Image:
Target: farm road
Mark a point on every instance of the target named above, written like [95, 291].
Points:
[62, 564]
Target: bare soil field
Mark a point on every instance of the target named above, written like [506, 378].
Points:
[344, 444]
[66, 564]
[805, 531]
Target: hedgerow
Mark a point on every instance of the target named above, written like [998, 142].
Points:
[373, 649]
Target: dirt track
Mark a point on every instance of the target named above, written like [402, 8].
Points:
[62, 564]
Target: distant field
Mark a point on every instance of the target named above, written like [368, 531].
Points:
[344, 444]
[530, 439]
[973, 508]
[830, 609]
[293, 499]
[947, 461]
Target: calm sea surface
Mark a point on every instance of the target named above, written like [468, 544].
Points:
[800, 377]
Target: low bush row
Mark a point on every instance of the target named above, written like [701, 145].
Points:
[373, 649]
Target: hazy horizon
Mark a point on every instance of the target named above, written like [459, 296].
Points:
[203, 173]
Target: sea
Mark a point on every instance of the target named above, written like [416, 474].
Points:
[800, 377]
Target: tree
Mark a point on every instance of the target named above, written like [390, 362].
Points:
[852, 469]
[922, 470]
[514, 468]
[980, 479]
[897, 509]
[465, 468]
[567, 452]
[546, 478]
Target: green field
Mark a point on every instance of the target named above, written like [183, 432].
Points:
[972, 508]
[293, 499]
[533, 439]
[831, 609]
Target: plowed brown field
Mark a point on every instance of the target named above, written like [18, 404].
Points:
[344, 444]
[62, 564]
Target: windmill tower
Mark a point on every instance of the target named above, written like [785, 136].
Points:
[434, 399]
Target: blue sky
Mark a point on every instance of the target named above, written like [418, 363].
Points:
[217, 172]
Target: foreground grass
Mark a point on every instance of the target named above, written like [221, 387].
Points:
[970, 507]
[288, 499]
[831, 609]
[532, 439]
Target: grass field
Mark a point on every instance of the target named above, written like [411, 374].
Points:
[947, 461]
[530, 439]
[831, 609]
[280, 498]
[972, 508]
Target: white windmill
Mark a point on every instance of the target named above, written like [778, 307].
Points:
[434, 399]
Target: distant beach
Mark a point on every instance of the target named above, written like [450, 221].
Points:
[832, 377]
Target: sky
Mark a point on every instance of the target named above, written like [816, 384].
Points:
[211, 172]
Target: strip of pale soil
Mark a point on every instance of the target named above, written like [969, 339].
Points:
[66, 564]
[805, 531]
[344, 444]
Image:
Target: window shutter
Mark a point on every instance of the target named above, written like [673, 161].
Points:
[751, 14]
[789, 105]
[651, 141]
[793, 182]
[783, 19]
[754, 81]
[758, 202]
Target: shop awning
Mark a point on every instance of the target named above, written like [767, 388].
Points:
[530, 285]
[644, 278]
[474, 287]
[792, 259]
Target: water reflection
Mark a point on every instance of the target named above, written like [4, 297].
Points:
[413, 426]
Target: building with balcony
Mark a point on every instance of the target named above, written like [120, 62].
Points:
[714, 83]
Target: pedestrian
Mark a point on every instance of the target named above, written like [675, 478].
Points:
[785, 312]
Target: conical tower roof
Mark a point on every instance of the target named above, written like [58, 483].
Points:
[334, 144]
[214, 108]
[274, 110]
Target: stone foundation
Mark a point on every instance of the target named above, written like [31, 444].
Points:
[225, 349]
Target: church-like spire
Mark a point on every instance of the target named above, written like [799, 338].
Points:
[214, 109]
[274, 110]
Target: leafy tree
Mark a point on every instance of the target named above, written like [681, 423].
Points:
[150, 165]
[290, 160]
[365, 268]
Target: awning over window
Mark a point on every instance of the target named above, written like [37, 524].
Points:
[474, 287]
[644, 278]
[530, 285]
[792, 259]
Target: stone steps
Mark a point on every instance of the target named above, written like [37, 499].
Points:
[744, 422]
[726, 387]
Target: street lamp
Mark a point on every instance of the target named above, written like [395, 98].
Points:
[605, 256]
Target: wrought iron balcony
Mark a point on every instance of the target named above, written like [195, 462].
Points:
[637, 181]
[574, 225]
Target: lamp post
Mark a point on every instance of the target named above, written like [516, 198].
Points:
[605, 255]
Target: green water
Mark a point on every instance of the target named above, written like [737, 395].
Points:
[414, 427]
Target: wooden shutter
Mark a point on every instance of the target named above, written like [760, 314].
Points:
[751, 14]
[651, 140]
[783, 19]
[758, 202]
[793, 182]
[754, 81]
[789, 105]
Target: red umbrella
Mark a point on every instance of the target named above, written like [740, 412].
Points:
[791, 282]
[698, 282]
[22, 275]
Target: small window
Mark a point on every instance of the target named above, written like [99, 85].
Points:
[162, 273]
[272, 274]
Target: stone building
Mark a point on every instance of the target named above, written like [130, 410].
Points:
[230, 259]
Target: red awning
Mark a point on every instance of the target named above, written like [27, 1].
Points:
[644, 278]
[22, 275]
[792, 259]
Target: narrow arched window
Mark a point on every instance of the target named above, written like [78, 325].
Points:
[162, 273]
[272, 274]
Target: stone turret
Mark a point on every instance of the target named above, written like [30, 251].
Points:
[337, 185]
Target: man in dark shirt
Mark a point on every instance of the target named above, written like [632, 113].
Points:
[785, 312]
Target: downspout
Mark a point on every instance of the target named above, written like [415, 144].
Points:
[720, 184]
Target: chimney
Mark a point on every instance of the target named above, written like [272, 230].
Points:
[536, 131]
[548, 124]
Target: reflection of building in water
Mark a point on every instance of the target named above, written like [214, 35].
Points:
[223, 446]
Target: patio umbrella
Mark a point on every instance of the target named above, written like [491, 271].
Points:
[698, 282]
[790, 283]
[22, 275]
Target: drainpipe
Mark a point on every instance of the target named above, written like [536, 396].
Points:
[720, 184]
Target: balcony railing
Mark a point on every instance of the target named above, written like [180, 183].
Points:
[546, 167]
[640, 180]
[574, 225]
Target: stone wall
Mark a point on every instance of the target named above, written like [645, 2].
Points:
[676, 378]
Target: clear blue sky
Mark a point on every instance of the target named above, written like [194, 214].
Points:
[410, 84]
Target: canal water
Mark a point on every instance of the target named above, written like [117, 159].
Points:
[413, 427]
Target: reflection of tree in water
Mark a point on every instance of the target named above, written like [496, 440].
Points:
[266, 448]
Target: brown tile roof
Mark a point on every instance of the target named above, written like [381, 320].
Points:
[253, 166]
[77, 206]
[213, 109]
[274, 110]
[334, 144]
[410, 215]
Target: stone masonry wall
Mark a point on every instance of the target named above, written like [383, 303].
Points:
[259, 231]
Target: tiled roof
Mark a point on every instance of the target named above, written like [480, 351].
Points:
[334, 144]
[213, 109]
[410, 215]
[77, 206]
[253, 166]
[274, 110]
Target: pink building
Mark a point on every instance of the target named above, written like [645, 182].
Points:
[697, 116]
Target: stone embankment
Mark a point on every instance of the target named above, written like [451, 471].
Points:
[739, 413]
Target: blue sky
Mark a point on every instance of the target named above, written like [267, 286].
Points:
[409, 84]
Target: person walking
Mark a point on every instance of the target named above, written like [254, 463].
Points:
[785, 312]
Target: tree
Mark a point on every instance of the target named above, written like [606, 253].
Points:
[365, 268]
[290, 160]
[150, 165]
== == ==
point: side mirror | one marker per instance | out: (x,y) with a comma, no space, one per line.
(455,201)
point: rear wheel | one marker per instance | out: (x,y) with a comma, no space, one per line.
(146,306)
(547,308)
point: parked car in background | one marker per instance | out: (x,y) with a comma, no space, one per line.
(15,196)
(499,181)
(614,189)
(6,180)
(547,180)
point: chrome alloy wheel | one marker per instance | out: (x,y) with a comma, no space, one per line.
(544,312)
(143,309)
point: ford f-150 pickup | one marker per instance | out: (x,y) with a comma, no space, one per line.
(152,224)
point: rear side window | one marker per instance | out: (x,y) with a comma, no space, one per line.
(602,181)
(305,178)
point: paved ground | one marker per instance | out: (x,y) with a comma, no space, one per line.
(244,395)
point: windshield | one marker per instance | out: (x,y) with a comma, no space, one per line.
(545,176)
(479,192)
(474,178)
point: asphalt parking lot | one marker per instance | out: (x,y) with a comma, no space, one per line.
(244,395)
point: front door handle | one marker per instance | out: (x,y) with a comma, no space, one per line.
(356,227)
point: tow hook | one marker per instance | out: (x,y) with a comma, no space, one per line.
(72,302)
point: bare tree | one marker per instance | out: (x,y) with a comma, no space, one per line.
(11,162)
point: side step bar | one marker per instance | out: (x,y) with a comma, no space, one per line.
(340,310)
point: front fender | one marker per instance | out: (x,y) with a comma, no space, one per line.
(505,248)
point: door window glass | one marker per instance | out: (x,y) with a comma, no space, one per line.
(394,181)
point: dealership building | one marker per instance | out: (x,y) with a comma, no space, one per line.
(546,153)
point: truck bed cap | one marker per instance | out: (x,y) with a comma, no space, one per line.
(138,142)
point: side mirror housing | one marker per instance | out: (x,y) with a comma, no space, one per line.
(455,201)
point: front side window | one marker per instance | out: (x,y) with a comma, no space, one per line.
== == ==
- _JOB_: Put the records into a numbered list, starting at the line that contains "point: windshield |" and ending at the line that contains "point: front side". Leave out any blank lines.

- _RESULT FOR THIS EXERCISE_:
1. point: windshield | one marker per instance | out: (x,y) with a comma, no space, one per line.
2. (545,176)
3. (479,192)
4. (474,178)
5. point: asphalt parking lot | one marker per instance | out: (x,y) with a comma, no space, one per line.
6. (244,395)
7. point: front door handle | one marker per instance | out: (x,y) with a comma, no space, one per line.
8. (356,227)
9. point: tow hook | one marker per instance | out: (x,y) with a comma, no space, one per line.
10. (72,302)
11. point: bare tree | one marker per instance | out: (x,y) with a comma, no space, one per line.
12. (11,162)
13. point: side step bar | one marker per instance | out: (x,y) with a comma, no space, one per line.
14. (340,310)
15. point: front fender | one marker per instance | out: (x,y) with a comma, no space, one per line.
16. (505,248)
17. point: door window glass | one marker per instance | out: (x,y) with a comma, no space, one per line.
18. (394,181)
19. point: dealership building | one marker per instance | out: (x,y) with a comma, no space, one per line.
20. (546,153)
21. point: truck bed cap | one marker per instance | out: (x,y) with a comma, no space, one per line.
22. (138,142)
23. point: side mirror housing | one marker per instance | out: (x,y) with a comma, no space, one per line.
24. (455,201)
25. point: front side window | one marker per instance | out: (x,y) with a comma, no space, one per line.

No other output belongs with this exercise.